▶ Input records:
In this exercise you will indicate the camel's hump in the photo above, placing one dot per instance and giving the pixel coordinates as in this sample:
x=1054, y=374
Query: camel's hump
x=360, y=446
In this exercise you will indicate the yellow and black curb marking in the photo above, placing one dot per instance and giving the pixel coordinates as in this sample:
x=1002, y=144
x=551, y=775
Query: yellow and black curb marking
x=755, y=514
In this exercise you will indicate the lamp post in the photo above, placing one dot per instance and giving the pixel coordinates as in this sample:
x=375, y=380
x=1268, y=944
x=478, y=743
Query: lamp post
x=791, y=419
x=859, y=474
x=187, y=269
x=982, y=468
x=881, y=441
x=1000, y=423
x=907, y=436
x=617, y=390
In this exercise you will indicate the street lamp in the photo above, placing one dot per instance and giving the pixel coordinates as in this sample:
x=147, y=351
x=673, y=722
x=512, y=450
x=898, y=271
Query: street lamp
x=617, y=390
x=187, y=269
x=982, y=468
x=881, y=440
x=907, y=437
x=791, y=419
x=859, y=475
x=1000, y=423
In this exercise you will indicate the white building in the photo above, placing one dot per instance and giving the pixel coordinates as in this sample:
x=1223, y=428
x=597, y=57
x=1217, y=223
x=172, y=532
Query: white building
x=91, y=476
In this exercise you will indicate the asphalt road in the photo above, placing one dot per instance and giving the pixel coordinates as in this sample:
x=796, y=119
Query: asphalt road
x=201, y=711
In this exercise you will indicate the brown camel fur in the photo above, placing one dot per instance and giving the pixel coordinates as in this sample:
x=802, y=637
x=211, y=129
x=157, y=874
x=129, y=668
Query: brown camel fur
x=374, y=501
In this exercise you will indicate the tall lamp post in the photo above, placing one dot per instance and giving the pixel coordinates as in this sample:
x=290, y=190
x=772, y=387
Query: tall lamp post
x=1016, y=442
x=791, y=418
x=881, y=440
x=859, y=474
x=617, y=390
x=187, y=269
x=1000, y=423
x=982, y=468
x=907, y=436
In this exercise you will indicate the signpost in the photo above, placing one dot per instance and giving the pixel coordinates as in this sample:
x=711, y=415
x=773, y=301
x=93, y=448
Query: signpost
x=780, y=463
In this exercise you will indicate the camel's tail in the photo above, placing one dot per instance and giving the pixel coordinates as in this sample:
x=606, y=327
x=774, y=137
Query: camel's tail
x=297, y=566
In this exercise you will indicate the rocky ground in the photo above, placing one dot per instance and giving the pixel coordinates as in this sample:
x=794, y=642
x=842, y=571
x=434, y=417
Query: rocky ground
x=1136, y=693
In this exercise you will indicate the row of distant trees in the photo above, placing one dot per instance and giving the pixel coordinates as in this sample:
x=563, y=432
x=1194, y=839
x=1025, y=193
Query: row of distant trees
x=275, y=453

▶ Written instruction: Render the entire listing above as a JSON list of strings, one string per line, leaving out any blank lines.

▶ Reply:
[
  "In this exercise you will indicate the camel's hump in the photo above, placing one dot per instance and giving the pixel coordinates as in this sample:",
  "x=1054, y=374",
  "Query: camel's hump",
  "x=360, y=446",
  "In this exercise you will indicate the yellow and black curb marking in the photo above, placing one dot per instance and giving the pixel coordinates as in this sample:",
  "x=1002, y=144",
  "x=551, y=775",
  "Query: yellow and black curb marking",
  "x=755, y=514",
  "In this exercise you will indicate the lamp post in the photo above, placing one dot per instance and giving the pixel coordinates as in this sample:",
  "x=375, y=380",
  "x=1268, y=944",
  "x=478, y=743",
  "Query: lamp post",
  "x=791, y=419",
  "x=859, y=474",
  "x=187, y=269",
  "x=982, y=468",
  "x=881, y=441",
  "x=1000, y=423",
  "x=907, y=436",
  "x=617, y=390",
  "In this exercise you will indicate the street lamp in the photo above, placing one dot per instance and giving the pixel coordinates as in this sample:",
  "x=147, y=351",
  "x=673, y=722",
  "x=512, y=450",
  "x=898, y=271",
  "Query: street lamp",
  "x=617, y=390",
  "x=187, y=269",
  "x=982, y=468",
  "x=881, y=440",
  "x=907, y=437",
  "x=791, y=419",
  "x=859, y=475",
  "x=1000, y=423",
  "In this exercise you will indicate the white building in the photo above, placing one dot per instance and giving the pixel coordinates as in this sample:",
  "x=1223, y=428",
  "x=597, y=57",
  "x=1217, y=223",
  "x=172, y=532",
  "Query: white building",
  "x=91, y=476",
  "In this exercise you will indicate the asphalt road in the photo above, placing one dot per instance and giving the pixel coordinates as in this sample:",
  "x=796, y=119",
  "Query: asphalt road",
  "x=201, y=711",
  "In this exercise you will indicate the brown camel fur in the photo above, placing one dot per instance and giving the pixel coordinates as in this sample:",
  "x=802, y=637",
  "x=211, y=129",
  "x=157, y=874",
  "x=129, y=668",
  "Query: brown camel fur",
  "x=374, y=501",
  "In this exercise you will indicate the tall lamp post in the photo above, placing one dot per instance and giving the pixel coordinates as in this sample:",
  "x=290, y=190",
  "x=772, y=387",
  "Query: tall lamp post",
  "x=1016, y=442",
  "x=791, y=418",
  "x=881, y=440",
  "x=859, y=474",
  "x=617, y=390",
  "x=187, y=269",
  "x=1000, y=423",
  "x=982, y=468",
  "x=907, y=436",
  "In this exercise you will indicate the signpost in the photo above, placing one dot per instance and giving the pixel coordinates as in this sample:",
  "x=711, y=415",
  "x=773, y=301",
  "x=93, y=448",
  "Query: signpost",
  "x=780, y=463",
  "In this exercise you will indicate the camel's tail in the photo above, placing one dot per instance and giving the pixel coordinates as in this sample:",
  "x=606, y=327",
  "x=774, y=137",
  "Query: camel's tail",
  "x=297, y=566",
  "In this exercise you will indicate the rocky ground in the photo above, placing one dot per instance and giving the pixel coordinates as in this sample:",
  "x=794, y=642",
  "x=842, y=571",
  "x=434, y=417",
  "Query: rocky ground",
  "x=1136, y=693",
  "In this exercise you will indicate the row of distant trees in the photo above, placing one dot per instance and giving the pixel coordinates as in this sample:",
  "x=563, y=432",
  "x=1194, y=839",
  "x=1025, y=193",
  "Query: row of distant trees",
  "x=275, y=453"
]